• _Reading text_:

I have been thinking of the following game and the best strategy to follow.
Let us assume I have a biased coin which gives head with probability $0.8$ and tails with probability $0.2$. I have been offered two options:
- Toss the coin $10$ times. If the number of heads is greater than $8$, I win; if it is less than $8$, I lose; if it is $8$, we play again.
- Toss the coin $20$ times. If the number of heads is greater than $16$, I win; if it is less than $16$, I lose; if it is $16$, we play again.
What would be the best strategy? Also, what would be the optimal number of tosses should I select have I given the option?
Let's assume you want to maximize your expected value. The first strategy is a random variable $$X_1= \begin{cases} 1 & \textrm{if } k > 8,n=10 \\ 0 & \textrm{if } k < 8,n=10 \\ Y & \textrm{if } k = 8,n=10 \\ \end{cases} $$ where $X_1 \sim Y_1$. So $$\mathbb{E}[X_1]=(p_{9,10}+p_{10,10})+p_{8,10}\mathbb{E}[Y_1]$$ $$\mathbb{E}[X_1]=\frac{p_{9,10}+p_{10,10}}{1-p_{8,10}}$$ Similarly the second strategy has expected value $$\mathbb{E}[X_2]=\frac{p_{17,20}+p_{18,20}+p_{19,20}+p_{20,20}}{1-p_{16,20}}$$ Those $p_{k,n}$ are all binomial probabilities. Turns out that $\mathbb{E}[X_1]>\mathbb{E}[X_2]$

• _Required actions_:
**a.** Reproduce the part of the biased-coin thread between "- Toss the coin $20$" and "given the option?", inclusive.
**b.** Transcribe every one of the records below line for line, without any change.

• _Data provided_:

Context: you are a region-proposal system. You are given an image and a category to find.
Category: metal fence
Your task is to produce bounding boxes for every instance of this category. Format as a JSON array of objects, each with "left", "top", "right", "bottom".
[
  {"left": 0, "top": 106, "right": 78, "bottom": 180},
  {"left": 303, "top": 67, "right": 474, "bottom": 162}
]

• _The replies_:
**a.**
- Toss the coin $20$ times. If the number of heads is greater than $16$, I win; if it is less than $16$, I lose; if it is $16$, we play again.
What would be the best strategy? Also, what would be the optimal number of tosses should I select have I given the option?

**b.**
Context: you are a region-proposal system. You are given an image and a category to find.
Category: metal fence
Your task is to produce bounding boxes for every instance of this category. Format as a JSON array of objects, each with "left", "top", "right", "bottom".
[
  {"left": 0, "top": 106, "right": 78, "bottom": 180},
  {"left": 303, "top": 67, "right": 474, "bottom": 162}
]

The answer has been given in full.